Extracted data:
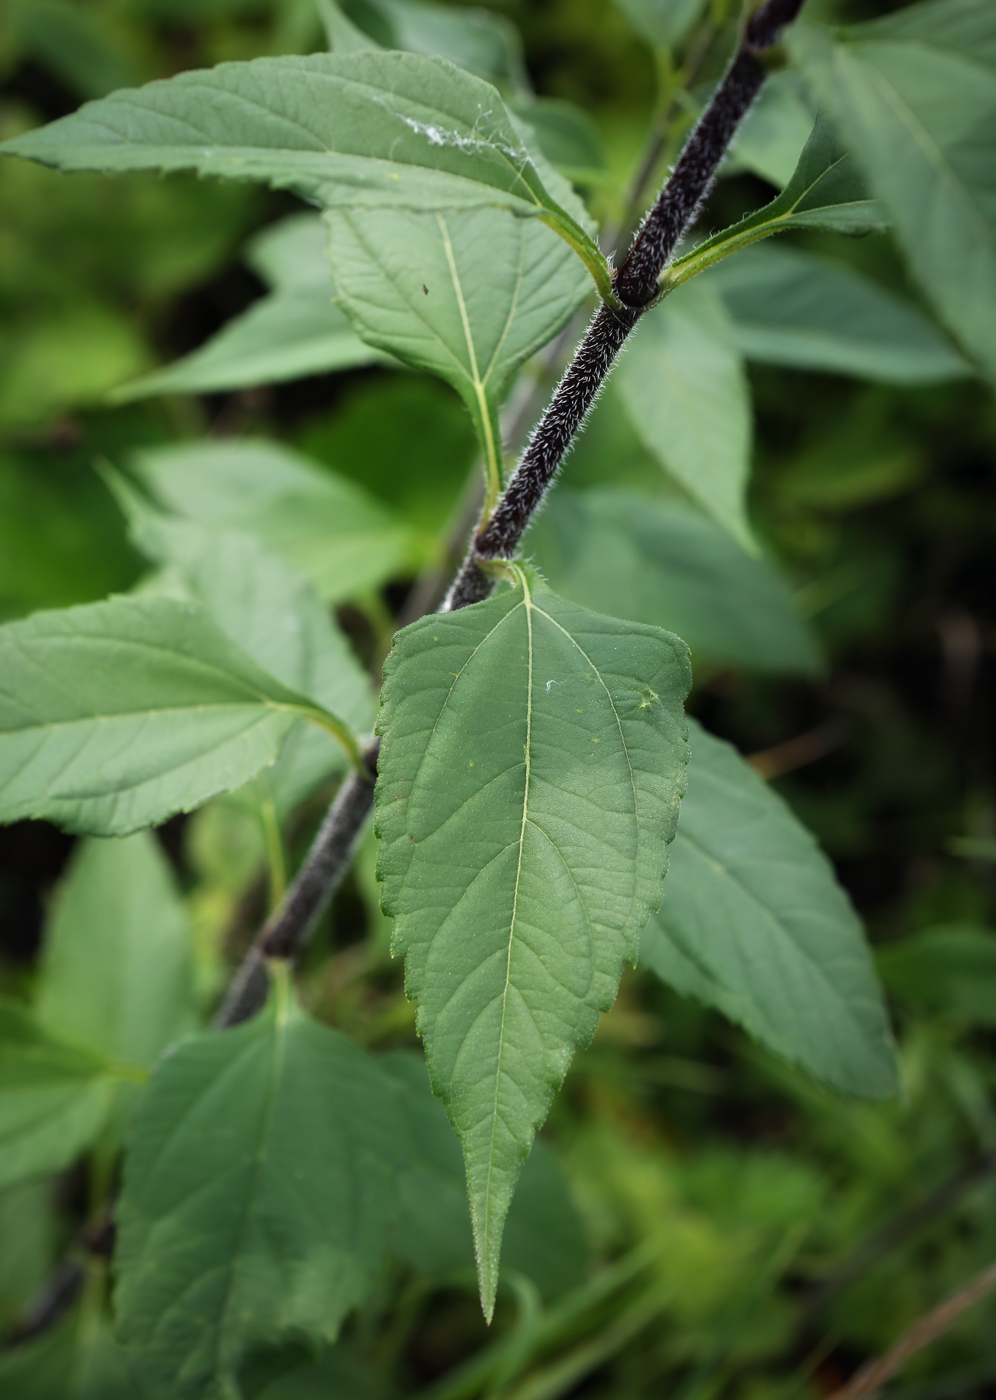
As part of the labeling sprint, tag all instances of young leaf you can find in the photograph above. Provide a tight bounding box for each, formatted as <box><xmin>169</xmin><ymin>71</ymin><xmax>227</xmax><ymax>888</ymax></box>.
<box><xmin>115</xmin><ymin>973</ymin><xmax>405</xmax><ymax>1400</ymax></box>
<box><xmin>526</xmin><ymin>489</ymin><xmax>821</xmax><ymax>674</ymax></box>
<box><xmin>640</xmin><ymin>720</ymin><xmax>898</xmax><ymax>1099</ymax></box>
<box><xmin>36</xmin><ymin>834</ymin><xmax>195</xmax><ymax>1070</ymax></box>
<box><xmin>326</xmin><ymin>205</ymin><xmax>590</xmax><ymax>498</ymax></box>
<box><xmin>0</xmin><ymin>52</ymin><xmax>613</xmax><ymax>301</ymax></box>
<box><xmin>668</xmin><ymin>111</ymin><xmax>886</xmax><ymax>288</ymax></box>
<box><xmin>0</xmin><ymin>596</ymin><xmax>360</xmax><ymax>836</ymax></box>
<box><xmin>382</xmin><ymin>1051</ymin><xmax>588</xmax><ymax>1298</ymax></box>
<box><xmin>376</xmin><ymin>566</ymin><xmax>690</xmax><ymax>1316</ymax></box>
<box><xmin>788</xmin><ymin>2</ymin><xmax>996</xmax><ymax>379</ymax></box>
<box><xmin>709</xmin><ymin>244</ymin><xmax>970</xmax><ymax>384</ymax></box>
<box><xmin>131</xmin><ymin>440</ymin><xmax>413</xmax><ymax>603</ymax></box>
<box><xmin>616</xmin><ymin>281</ymin><xmax>754</xmax><ymax>551</ymax></box>
<box><xmin>0</xmin><ymin>1000</ymin><xmax>142</xmax><ymax>1190</ymax></box>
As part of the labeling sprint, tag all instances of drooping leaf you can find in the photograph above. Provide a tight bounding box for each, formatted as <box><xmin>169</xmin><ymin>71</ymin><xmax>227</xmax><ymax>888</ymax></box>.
<box><xmin>0</xmin><ymin>595</ymin><xmax>359</xmax><ymax>837</ymax></box>
<box><xmin>877</xmin><ymin>924</ymin><xmax>996</xmax><ymax>1025</ymax></box>
<box><xmin>115</xmin><ymin>973</ymin><xmax>405</xmax><ymax>1400</ymax></box>
<box><xmin>37</xmin><ymin>834</ymin><xmax>195</xmax><ymax>1070</ymax></box>
<box><xmin>118</xmin><ymin>490</ymin><xmax>376</xmax><ymax>814</ymax></box>
<box><xmin>668</xmin><ymin>111</ymin><xmax>886</xmax><ymax>289</ymax></box>
<box><xmin>382</xmin><ymin>1051</ymin><xmax>588</xmax><ymax>1298</ymax></box>
<box><xmin>788</xmin><ymin>0</ymin><xmax>996</xmax><ymax>378</ymax></box>
<box><xmin>376</xmin><ymin>566</ymin><xmax>690</xmax><ymax>1316</ymax></box>
<box><xmin>526</xmin><ymin>489</ymin><xmax>821</xmax><ymax>674</ymax></box>
<box><xmin>326</xmin><ymin>205</ymin><xmax>590</xmax><ymax>487</ymax></box>
<box><xmin>616</xmin><ymin>281</ymin><xmax>754</xmax><ymax>550</ymax></box>
<box><xmin>710</xmin><ymin>244</ymin><xmax>970</xmax><ymax>384</ymax></box>
<box><xmin>0</xmin><ymin>52</ymin><xmax>612</xmax><ymax>300</ymax></box>
<box><xmin>131</xmin><ymin>440</ymin><xmax>413</xmax><ymax>603</ymax></box>
<box><xmin>0</xmin><ymin>1000</ymin><xmax>142</xmax><ymax>1190</ymax></box>
<box><xmin>640</xmin><ymin>720</ymin><xmax>897</xmax><ymax>1099</ymax></box>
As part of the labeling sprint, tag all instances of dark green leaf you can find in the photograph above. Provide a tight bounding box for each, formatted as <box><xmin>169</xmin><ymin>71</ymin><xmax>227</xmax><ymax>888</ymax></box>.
<box><xmin>115</xmin><ymin>973</ymin><xmax>405</xmax><ymax>1400</ymax></box>
<box><xmin>709</xmin><ymin>244</ymin><xmax>970</xmax><ymax>384</ymax></box>
<box><xmin>37</xmin><ymin>833</ymin><xmax>195</xmax><ymax>1069</ymax></box>
<box><xmin>376</xmin><ymin>567</ymin><xmax>690</xmax><ymax>1315</ymax></box>
<box><xmin>788</xmin><ymin>1</ymin><xmax>996</xmax><ymax>378</ymax></box>
<box><xmin>877</xmin><ymin>925</ymin><xmax>996</xmax><ymax>1025</ymax></box>
<box><xmin>526</xmin><ymin>489</ymin><xmax>821</xmax><ymax>674</ymax></box>
<box><xmin>0</xmin><ymin>1311</ymin><xmax>139</xmax><ymax>1399</ymax></box>
<box><xmin>0</xmin><ymin>1000</ymin><xmax>142</xmax><ymax>1190</ymax></box>
<box><xmin>131</xmin><ymin>440</ymin><xmax>413</xmax><ymax>603</ymax></box>
<box><xmin>6</xmin><ymin>0</ymin><xmax>139</xmax><ymax>100</ymax></box>
<box><xmin>614</xmin><ymin>0</ymin><xmax>709</xmax><ymax>50</ymax></box>
<box><xmin>640</xmin><ymin>720</ymin><xmax>897</xmax><ymax>1099</ymax></box>
<box><xmin>0</xmin><ymin>52</ymin><xmax>612</xmax><ymax>300</ymax></box>
<box><xmin>0</xmin><ymin>596</ymin><xmax>359</xmax><ymax>836</ymax></box>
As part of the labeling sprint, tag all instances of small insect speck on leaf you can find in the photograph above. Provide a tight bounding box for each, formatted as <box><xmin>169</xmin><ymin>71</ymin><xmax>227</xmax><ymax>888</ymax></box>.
<box><xmin>423</xmin><ymin>284</ymin><xmax>429</xmax><ymax>295</ymax></box>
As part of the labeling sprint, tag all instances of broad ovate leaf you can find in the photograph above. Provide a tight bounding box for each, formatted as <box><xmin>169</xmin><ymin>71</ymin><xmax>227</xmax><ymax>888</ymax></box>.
<box><xmin>526</xmin><ymin>489</ymin><xmax>821</xmax><ymax>674</ymax></box>
<box><xmin>376</xmin><ymin>567</ymin><xmax>690</xmax><ymax>1316</ymax></box>
<box><xmin>115</xmin><ymin>974</ymin><xmax>405</xmax><ymax>1400</ymax></box>
<box><xmin>709</xmin><ymin>244</ymin><xmax>970</xmax><ymax>384</ymax></box>
<box><xmin>326</xmin><ymin>205</ymin><xmax>590</xmax><ymax>490</ymax></box>
<box><xmin>0</xmin><ymin>52</ymin><xmax>612</xmax><ymax>300</ymax></box>
<box><xmin>669</xmin><ymin>111</ymin><xmax>886</xmax><ymax>288</ymax></box>
<box><xmin>131</xmin><ymin>440</ymin><xmax>412</xmax><ymax>603</ymax></box>
<box><xmin>37</xmin><ymin>833</ymin><xmax>195</xmax><ymax>1069</ymax></box>
<box><xmin>0</xmin><ymin>596</ymin><xmax>358</xmax><ymax>836</ymax></box>
<box><xmin>0</xmin><ymin>1000</ymin><xmax>142</xmax><ymax>1189</ymax></box>
<box><xmin>788</xmin><ymin>1</ymin><xmax>996</xmax><ymax>378</ymax></box>
<box><xmin>728</xmin><ymin>72</ymin><xmax>815</xmax><ymax>187</ymax></box>
<box><xmin>616</xmin><ymin>281</ymin><xmax>754</xmax><ymax>551</ymax></box>
<box><xmin>641</xmin><ymin>720</ymin><xmax>897</xmax><ymax>1098</ymax></box>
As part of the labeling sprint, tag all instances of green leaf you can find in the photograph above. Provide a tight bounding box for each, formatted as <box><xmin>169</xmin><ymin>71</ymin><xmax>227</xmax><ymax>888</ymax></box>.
<box><xmin>376</xmin><ymin>566</ymin><xmax>690</xmax><ymax>1317</ymax></box>
<box><xmin>788</xmin><ymin>1</ymin><xmax>996</xmax><ymax>378</ymax></box>
<box><xmin>616</xmin><ymin>281</ymin><xmax>754</xmax><ymax>550</ymax></box>
<box><xmin>131</xmin><ymin>440</ymin><xmax>413</xmax><ymax>604</ymax></box>
<box><xmin>877</xmin><ymin>924</ymin><xmax>996</xmax><ymax>1025</ymax></box>
<box><xmin>728</xmin><ymin>72</ymin><xmax>816</xmax><ymax>188</ymax></box>
<box><xmin>115</xmin><ymin>973</ymin><xmax>404</xmax><ymax>1400</ymax></box>
<box><xmin>326</xmin><ymin>205</ymin><xmax>590</xmax><ymax>497</ymax></box>
<box><xmin>0</xmin><ymin>595</ymin><xmax>358</xmax><ymax>837</ymax></box>
<box><xmin>257</xmin><ymin>1347</ymin><xmax>392</xmax><ymax>1400</ymax></box>
<box><xmin>318</xmin><ymin>0</ymin><xmax>381</xmax><ymax>53</ymax></box>
<box><xmin>709</xmin><ymin>244</ymin><xmax>970</xmax><ymax>384</ymax></box>
<box><xmin>613</xmin><ymin>0</ymin><xmax>709</xmax><ymax>50</ymax></box>
<box><xmin>118</xmin><ymin>488</ymin><xmax>376</xmax><ymax>814</ymax></box>
<box><xmin>0</xmin><ymin>1310</ymin><xmax>139</xmax><ymax>1399</ymax></box>
<box><xmin>341</xmin><ymin>0</ymin><xmax>530</xmax><ymax>94</ymax></box>
<box><xmin>0</xmin><ymin>1000</ymin><xmax>142</xmax><ymax>1190</ymax></box>
<box><xmin>509</xmin><ymin>97</ymin><xmax>607</xmax><ymax>180</ymax></box>
<box><xmin>640</xmin><ymin>720</ymin><xmax>897</xmax><ymax>1099</ymax></box>
<box><xmin>525</xmin><ymin>489</ymin><xmax>821</xmax><ymax>674</ymax></box>
<box><xmin>668</xmin><ymin>111</ymin><xmax>886</xmax><ymax>289</ymax></box>
<box><xmin>37</xmin><ymin>834</ymin><xmax>195</xmax><ymax>1070</ymax></box>
<box><xmin>0</xmin><ymin>52</ymin><xmax>613</xmax><ymax>301</ymax></box>
<box><xmin>6</xmin><ymin>0</ymin><xmax>139</xmax><ymax>100</ymax></box>
<box><xmin>382</xmin><ymin>1051</ymin><xmax>588</xmax><ymax>1298</ymax></box>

Required action:
What is needed is an exact printout of every line from the one with "As part of the labeling sprint, tag all instances of green" through the end of the data, including both, and nothing more.

Solution to the problem:
As part of the labeling sprint, tag all instances of green leaf you can find in the photograph above. Provide a tight bounding box for each, formatted as <box><xmin>169</xmin><ymin>71</ymin><xmax>227</xmax><ymax>888</ymax></box>.
<box><xmin>376</xmin><ymin>566</ymin><xmax>690</xmax><ymax>1317</ymax></box>
<box><xmin>788</xmin><ymin>1</ymin><xmax>996</xmax><ymax>378</ymax></box>
<box><xmin>616</xmin><ymin>281</ymin><xmax>754</xmax><ymax>550</ymax></box>
<box><xmin>131</xmin><ymin>440</ymin><xmax>413</xmax><ymax>604</ymax></box>
<box><xmin>877</xmin><ymin>924</ymin><xmax>996</xmax><ymax>1025</ymax></box>
<box><xmin>728</xmin><ymin>72</ymin><xmax>816</xmax><ymax>188</ymax></box>
<box><xmin>115</xmin><ymin>973</ymin><xmax>404</xmax><ymax>1400</ymax></box>
<box><xmin>326</xmin><ymin>205</ymin><xmax>590</xmax><ymax>497</ymax></box>
<box><xmin>0</xmin><ymin>595</ymin><xmax>358</xmax><ymax>837</ymax></box>
<box><xmin>257</xmin><ymin>1347</ymin><xmax>392</xmax><ymax>1400</ymax></box>
<box><xmin>318</xmin><ymin>0</ymin><xmax>381</xmax><ymax>53</ymax></box>
<box><xmin>709</xmin><ymin>244</ymin><xmax>970</xmax><ymax>384</ymax></box>
<box><xmin>613</xmin><ymin>0</ymin><xmax>709</xmax><ymax>50</ymax></box>
<box><xmin>118</xmin><ymin>488</ymin><xmax>376</xmax><ymax>814</ymax></box>
<box><xmin>0</xmin><ymin>1310</ymin><xmax>139</xmax><ymax>1399</ymax></box>
<box><xmin>341</xmin><ymin>0</ymin><xmax>530</xmax><ymax>94</ymax></box>
<box><xmin>0</xmin><ymin>1000</ymin><xmax>142</xmax><ymax>1190</ymax></box>
<box><xmin>509</xmin><ymin>97</ymin><xmax>607</xmax><ymax>180</ymax></box>
<box><xmin>640</xmin><ymin>720</ymin><xmax>897</xmax><ymax>1099</ymax></box>
<box><xmin>525</xmin><ymin>489</ymin><xmax>821</xmax><ymax>674</ymax></box>
<box><xmin>668</xmin><ymin>111</ymin><xmax>886</xmax><ymax>289</ymax></box>
<box><xmin>37</xmin><ymin>834</ymin><xmax>195</xmax><ymax>1070</ymax></box>
<box><xmin>0</xmin><ymin>52</ymin><xmax>613</xmax><ymax>301</ymax></box>
<box><xmin>6</xmin><ymin>0</ymin><xmax>139</xmax><ymax>100</ymax></box>
<box><xmin>382</xmin><ymin>1051</ymin><xmax>588</xmax><ymax>1298</ymax></box>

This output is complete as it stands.